Print the lines below exactly, beginning with the one that contains "Give the pointer" and stopping after the last line.

● **PROVIDED DATA**:
[Start of section]
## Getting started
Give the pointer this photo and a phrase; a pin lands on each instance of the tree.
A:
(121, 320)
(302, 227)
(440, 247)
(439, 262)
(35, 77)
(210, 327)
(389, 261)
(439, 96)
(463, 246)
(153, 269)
[End of section]
● **SOLUTION FOR THIS EXERCISE**:
Give the pointer this photo and a phrase; a pin lands on each instance of the tree.
A:
(121, 320)
(302, 227)
(440, 247)
(439, 262)
(35, 77)
(210, 327)
(389, 261)
(439, 96)
(463, 246)
(153, 269)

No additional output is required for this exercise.